Ms. Almy continued that because of some unforeseen argument that may challenge this she would like to express some further concerns.  Traditional septic systems have been around for over 100 years and if properly installed they will work for decades without maintenance except for a periodic pumping of the tank.  Alternative or non-conventional systems are used normally in areas not served by public sewer systems or on soils that cannot support conventional septic systems.  These original three lots can support a conventional septic system, but the county seems to be using non-conventional alternative systems from a long planning perspective.  Is this technology going to drive the current development trend?  Are these systems going to be regulated and what will their impact be?  Most of this technology is less than ten years old.  Is there enough history to show how these alternative systems work without major problems?  The most common cause of failure is lack of maintenance.  But, it would be mandatory after July 1, 2009.  The annual maintenance of these systems cost between $150 and $400 a year.  If someone has limited financial resources the cost of maintenance could be a problem.  She asked how these systems would affect neighboring properties and the environment.  She asked if they should be required to post a bond.  She asked who is maintaining the follow up records for these alternative systems and should it be used as a growth management tool.  There should be a permitting process in place and maintenance requirements process and there are none. 

 

Joe Loving, of 17 Deer Path Road, said that they are all back here once again considering another small piece of this larger development with no plats for the adjoining owners to review.  This is the first time that they have seen this.  There is no clear understanding of non-traditional septic systems that would be going into these tiny runway-style proposed lots with wetlands, critical slope problems and illegal driveways.  The list of unsettled items goes on and on.   They have been here before making this same song and dance.  The neighbors who have to live with the decision forever have only three minutes to convey how seriously flawed each of these proposed subdivisions are.  This becomes obviously once you look at the big picture.  Mr. Bonner purchased a house on a 6 acre lot about a year ago. Rather than renovating and moving in his family, which he assured the seller that he was going to do, he immediately developed the property.  He started by adjusting lot boundaries to create three lots of two acres each.  Through separate proposals he divided each of these lots again.  Each split adds more stress to the environment.  There would have been plenty of room for legally placed single residence driveways, traditional septic systems, and avoidance of critical slopes and greenway that would muffle the sounds from the very busy freeway.  These desirable outcomes become impossible if this property is totally subdivided as proposed.   If they would consider each of these poorly planned proposals but carefully planned proposals as a whole it would be easy to see what is going on.  The developer is playing the system here.  He felt that by not reviewing this big ugly plan as a whole that they were getting the short end of the stick. He asked that the Planning Commission look at the complete packet.  When the puzzle was put together it was no pretty picture.

- - - - - - -

Work to complete =
(1) Answer these questions about the subdivision hearing comments:
(a) What does Ms. Almy give as the annual maintenance cost of alternative septic systems?
(b) How large was the lot Mr. Bonner purchased about a year ago?
(c) How much time does Joe Loving say the neighbors have to convey their objections?
(2) Write the next part of the subdivision hearing comments, beginning after the sentence "When the puzzle was put together it was no pretty picture."

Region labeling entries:
- - - - - - -

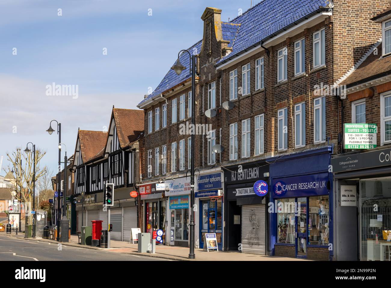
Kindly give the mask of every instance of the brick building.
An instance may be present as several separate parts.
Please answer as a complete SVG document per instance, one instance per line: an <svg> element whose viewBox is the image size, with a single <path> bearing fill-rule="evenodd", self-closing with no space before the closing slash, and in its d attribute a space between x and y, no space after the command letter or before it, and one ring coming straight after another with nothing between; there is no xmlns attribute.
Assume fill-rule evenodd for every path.
<svg viewBox="0 0 391 288"><path fill-rule="evenodd" d="M196 191L202 195L196 203L196 245L202 248L204 232L215 232L224 250L335 258L330 168L332 155L343 151L339 85L381 37L381 25L371 18L389 4L365 3L363 12L362 2L303 0L282 11L267 0L229 22L221 21L221 10L205 9L203 39L189 49L197 54L196 123L208 128L195 137ZM186 158L186 149L173 143L187 143L190 135L181 135L178 121L161 123L172 119L172 111L179 124L186 121L181 111L185 114L188 103L182 95L191 88L188 56L179 59L187 70L169 71L138 105L145 111L142 180L149 193L142 197L159 203L147 210L145 227L169 229L170 245L180 245L176 239L187 229L185 205L174 203L185 203L189 191L173 187L187 187L190 178L183 178L188 167L177 161ZM211 110L215 115L210 118ZM213 152L216 144L222 153ZM169 151L162 164L164 146ZM162 171L162 165L168 168ZM270 186L262 197L253 189L259 180ZM285 209L291 205L294 211Z"/></svg>

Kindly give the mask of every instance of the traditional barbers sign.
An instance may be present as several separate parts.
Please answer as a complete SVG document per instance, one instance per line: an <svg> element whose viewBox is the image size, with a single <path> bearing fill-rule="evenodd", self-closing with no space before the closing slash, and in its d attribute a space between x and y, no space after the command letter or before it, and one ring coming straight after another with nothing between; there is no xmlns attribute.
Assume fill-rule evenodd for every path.
<svg viewBox="0 0 391 288"><path fill-rule="evenodd" d="M334 173L391 165L391 149L334 157L331 163Z"/></svg>

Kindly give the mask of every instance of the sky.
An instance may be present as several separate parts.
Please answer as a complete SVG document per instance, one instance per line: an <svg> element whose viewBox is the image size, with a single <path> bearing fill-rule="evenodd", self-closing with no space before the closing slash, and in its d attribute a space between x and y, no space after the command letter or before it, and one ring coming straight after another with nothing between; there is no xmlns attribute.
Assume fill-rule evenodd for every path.
<svg viewBox="0 0 391 288"><path fill-rule="evenodd" d="M46 152L41 167L56 171L58 136L46 131L52 120L61 123L61 142L70 156L78 128L102 131L113 105L138 109L178 52L202 39L206 7L221 9L227 21L251 4L0 0L0 175L11 164L6 153L29 142ZM51 95L57 85L72 85L74 93Z"/></svg>

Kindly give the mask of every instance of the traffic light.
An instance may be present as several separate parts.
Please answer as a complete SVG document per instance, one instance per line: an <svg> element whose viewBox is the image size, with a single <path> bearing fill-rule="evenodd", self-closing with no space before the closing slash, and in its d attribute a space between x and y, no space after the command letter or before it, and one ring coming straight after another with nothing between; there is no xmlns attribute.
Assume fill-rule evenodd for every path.
<svg viewBox="0 0 391 288"><path fill-rule="evenodd" d="M106 183L104 191L104 205L106 206L114 206L114 184Z"/></svg>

- - - - - - -

Expected answers =
(1)
(a) Between $150 and $400 a year.
(b) 6 acres.
(c) Three minutes.

(2)
 

Marie Mojoe, of 39 Old Farm Road, said that she saw no reason to accommodate Mr. Bonner’s request since he has not resolved the last order and has made no effort to remove that driveway.  As of this afternoon the driveway still exists.  She believed that the development on Deer Path needs to be addressed as one whole parcel as Mr. Loving said.  She asked how the subdivision of parcel 5 could be approved when it directly affects another parcel’s access.  The request for maximum density created the problem to access both the old Priest house and the two proposed lots on parcel 5.  Therefore to access all three potential lots contained in parcels 4 and 5 should be considered prior to the subdivision of lot 5.  They need to figure out how to get to all 3 lots if they want to do all 3 lots.   She contended that this lot should not be subdivided. It is at maximum density and could fit driveways for all parcels.  She requested that the Commission deny this request since parcel 5 is already saturated.

 

Frank Featherson, of 15 Deer Path for 30 years asked to read a letter he wrote to Ms. Yaniglos yesterday.   As an abutting property owner he asked the Commission to deny Mr. Bonner’s request.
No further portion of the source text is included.